** Opening MATERIALS PROVIDED block **
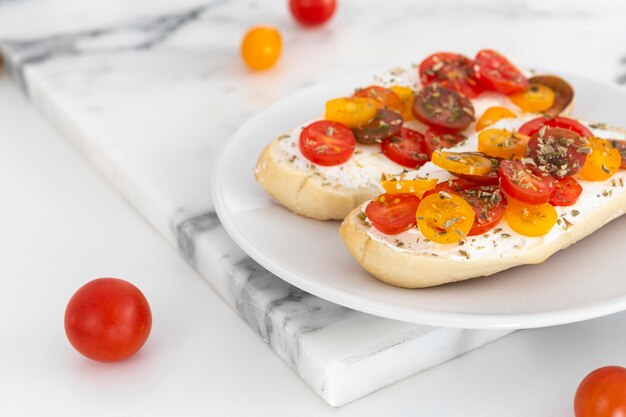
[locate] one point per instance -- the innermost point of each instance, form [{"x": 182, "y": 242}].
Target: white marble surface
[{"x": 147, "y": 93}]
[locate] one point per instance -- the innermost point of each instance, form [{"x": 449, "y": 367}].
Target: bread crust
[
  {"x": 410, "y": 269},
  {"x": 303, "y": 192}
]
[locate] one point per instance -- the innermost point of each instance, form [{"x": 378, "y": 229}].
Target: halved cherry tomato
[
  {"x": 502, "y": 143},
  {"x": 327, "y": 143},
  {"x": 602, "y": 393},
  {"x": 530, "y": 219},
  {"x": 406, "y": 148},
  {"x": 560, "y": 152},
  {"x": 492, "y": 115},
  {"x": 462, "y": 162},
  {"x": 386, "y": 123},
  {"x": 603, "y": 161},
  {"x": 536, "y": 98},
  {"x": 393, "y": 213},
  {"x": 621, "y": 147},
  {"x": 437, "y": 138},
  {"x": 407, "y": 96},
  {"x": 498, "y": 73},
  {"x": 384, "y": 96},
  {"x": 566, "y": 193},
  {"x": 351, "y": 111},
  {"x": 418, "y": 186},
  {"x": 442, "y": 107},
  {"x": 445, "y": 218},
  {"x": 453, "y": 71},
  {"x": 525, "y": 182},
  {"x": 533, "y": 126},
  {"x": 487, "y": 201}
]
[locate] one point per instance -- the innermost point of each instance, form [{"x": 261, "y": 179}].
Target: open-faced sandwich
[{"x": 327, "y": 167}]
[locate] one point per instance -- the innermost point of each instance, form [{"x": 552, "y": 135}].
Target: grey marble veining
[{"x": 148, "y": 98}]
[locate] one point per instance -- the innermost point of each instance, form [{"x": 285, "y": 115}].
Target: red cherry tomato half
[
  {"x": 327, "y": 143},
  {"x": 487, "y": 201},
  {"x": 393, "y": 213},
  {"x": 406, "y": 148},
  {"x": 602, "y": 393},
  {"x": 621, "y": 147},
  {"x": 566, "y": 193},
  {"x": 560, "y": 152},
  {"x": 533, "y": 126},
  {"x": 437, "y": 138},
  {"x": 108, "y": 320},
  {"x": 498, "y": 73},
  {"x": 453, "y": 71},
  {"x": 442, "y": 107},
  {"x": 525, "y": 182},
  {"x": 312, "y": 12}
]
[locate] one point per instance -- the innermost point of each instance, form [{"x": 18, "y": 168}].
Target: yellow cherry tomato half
** Closing MATERIALS PROVIDED block **
TASK GOAL: From the data above, copy each line with the string "point" in it.

OUTPUT OF THE EXERCISE:
[locate] one point per instance -- the innermost point of each instance, form [{"x": 182, "y": 242}].
[locate] one point per instance -- the innermost point of each instance, form [{"x": 449, "y": 367}].
[locate] one point per instance -- the innermost point of each instance, form [{"x": 378, "y": 229}].
[locate] one point per instance -- the innermost point of each instance, form [{"x": 261, "y": 179}].
[locate] one point per instance -- the innermost point of each instance, form [{"x": 552, "y": 135}].
[locate] one point per instance -- the innermost point of each instance, form [{"x": 285, "y": 115}].
[locate] one point per instance -- the innermost point of each instance, form [{"x": 18, "y": 168}].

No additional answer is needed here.